Material from a data collection
====

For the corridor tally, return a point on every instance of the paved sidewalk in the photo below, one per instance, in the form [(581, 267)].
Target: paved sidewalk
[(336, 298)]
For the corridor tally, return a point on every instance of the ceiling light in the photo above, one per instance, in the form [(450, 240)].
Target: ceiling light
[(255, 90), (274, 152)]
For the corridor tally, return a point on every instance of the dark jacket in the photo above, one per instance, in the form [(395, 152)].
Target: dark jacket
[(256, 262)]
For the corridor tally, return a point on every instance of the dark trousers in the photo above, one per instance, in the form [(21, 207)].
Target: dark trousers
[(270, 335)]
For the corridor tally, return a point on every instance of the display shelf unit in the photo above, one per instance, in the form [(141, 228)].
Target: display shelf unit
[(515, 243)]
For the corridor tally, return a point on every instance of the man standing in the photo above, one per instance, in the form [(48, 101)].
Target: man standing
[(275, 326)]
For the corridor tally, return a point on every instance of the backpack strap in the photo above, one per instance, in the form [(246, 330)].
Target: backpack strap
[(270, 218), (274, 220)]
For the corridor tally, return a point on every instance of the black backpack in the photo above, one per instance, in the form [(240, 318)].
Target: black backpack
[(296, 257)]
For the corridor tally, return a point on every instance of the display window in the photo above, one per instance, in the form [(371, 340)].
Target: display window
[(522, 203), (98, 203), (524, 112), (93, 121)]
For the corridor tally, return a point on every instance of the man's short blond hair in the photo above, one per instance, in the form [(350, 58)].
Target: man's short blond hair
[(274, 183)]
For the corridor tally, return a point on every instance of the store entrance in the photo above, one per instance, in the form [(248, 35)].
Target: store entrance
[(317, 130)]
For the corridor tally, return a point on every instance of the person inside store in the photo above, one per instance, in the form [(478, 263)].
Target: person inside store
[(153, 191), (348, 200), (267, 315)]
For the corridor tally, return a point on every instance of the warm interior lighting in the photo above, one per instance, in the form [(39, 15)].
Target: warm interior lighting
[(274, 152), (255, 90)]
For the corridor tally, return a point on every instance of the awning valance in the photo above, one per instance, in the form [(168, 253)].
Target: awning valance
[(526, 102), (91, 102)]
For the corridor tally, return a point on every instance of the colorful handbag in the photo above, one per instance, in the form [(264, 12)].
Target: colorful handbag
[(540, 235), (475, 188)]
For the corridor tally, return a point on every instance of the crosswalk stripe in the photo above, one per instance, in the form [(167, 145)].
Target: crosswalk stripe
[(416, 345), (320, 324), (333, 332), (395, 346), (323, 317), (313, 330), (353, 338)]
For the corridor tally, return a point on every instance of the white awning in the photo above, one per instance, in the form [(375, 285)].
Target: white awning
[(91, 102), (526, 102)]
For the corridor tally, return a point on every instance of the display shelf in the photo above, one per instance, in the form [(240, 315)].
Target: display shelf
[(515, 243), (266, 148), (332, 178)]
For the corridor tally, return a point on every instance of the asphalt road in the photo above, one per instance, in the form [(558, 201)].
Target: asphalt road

====

_WHAT YOU NEED TO DO:_ Reproduce all of the material above verbatim, line for line, with nothing altered.

_FULL OUTPUT:_
For the corridor tally, return a point on every instance of the paved sidewalk in the photo below, one per instance, in the form [(581, 267)].
Target: paved sidewalk
[(336, 298)]
For the corridor tally, return a point on every instance of the ceiling light in the photo above, one per instance, in the form [(450, 240)].
Target: ceiling light
[(255, 90), (274, 152)]
For the corridor tally, return a point on every instance of the dark jacket in the photo above, one per instance, in the form [(395, 152)].
Target: dark jacket
[(256, 262)]
For the corridor tally, return a point on every instance of the dark trousers in the photo above, one per instance, in the form [(21, 207)].
Target: dark trousers
[(270, 335)]
For the corridor tally, return a point on every instance of the display shelf unit in the photo above, one per instance, in the form [(141, 228)].
Target: display shelf unit
[(515, 243)]
For the corridor tally, return a point on every instance of the man standing in the photo above, one per instance, in the form [(48, 101)].
Target: man standing
[(275, 326)]
For the corridor tally, return a point on every instance of the backpack strap in the photo above, one per instance, in the form [(246, 330)].
Target: backpack strap
[(270, 218), (274, 220)]
For the corridor tally, return a point on every instance of the black backpack in the photo above, one per instance, in the form [(240, 318)].
Target: black backpack
[(296, 257)]
For the corridor tally, return a point on every instance of the display window in the photo above, one per instance, in the form [(371, 340)].
Target: display window
[(522, 203), (98, 203), (524, 112), (93, 121)]
For the corridor tally, return a point on every instance of the man's short blond hair in the photo above, one per instance, in the form [(350, 58)].
Target: man's short blond hair
[(274, 183)]
For the corridor tally, return a point on every instance of the store entrance in the photo above, one per instance, in the form [(248, 35)].
Target: store entrance
[(317, 130)]
For the corridor tally, return a point on every instance of the person inside store in the photo above, one per instance, in the form [(478, 263)].
Target: person inside store
[(153, 191), (348, 200), (267, 315)]
For the corridor tally, return a point on every instance of the warm interior lighting in the photo above, one per instance, in the form [(39, 15)].
Target: warm interior lighting
[(274, 152), (255, 90)]
For the corridor tally, return a point on every instance of the awning valance in the photo above, one per instance, in the form [(168, 253)].
Target: awning valance
[(526, 102), (91, 102)]
For the corridor tally, return a point on every instance of the colorful handbag in the photo above, one per instance, in the form [(264, 12)].
Target: colorful handbag
[(540, 235), (475, 188)]
For the corridor tally, return a point on every instance of the crosswalk stripe in the photo above, one per instance, in the form [(167, 145)].
Target: crosswalk stripe
[(416, 345), (320, 324), (333, 332), (395, 346), (323, 317), (313, 330), (353, 338)]
For the corridor tally, return a point on every instance of the white awning in the photo above, one per instance, in the form [(375, 285)].
Target: white awning
[(91, 102), (526, 102)]
For the corridor tally, return a point on every instance of the display shelf in the photo above, one per instance, in the form [(240, 315)].
Target: display shelf
[(515, 243), (266, 148), (332, 178)]
For the corridor tally, return a point on every instance of the asphalt road in the photo above, one per instance, in the form [(558, 201)].
Target: asphalt road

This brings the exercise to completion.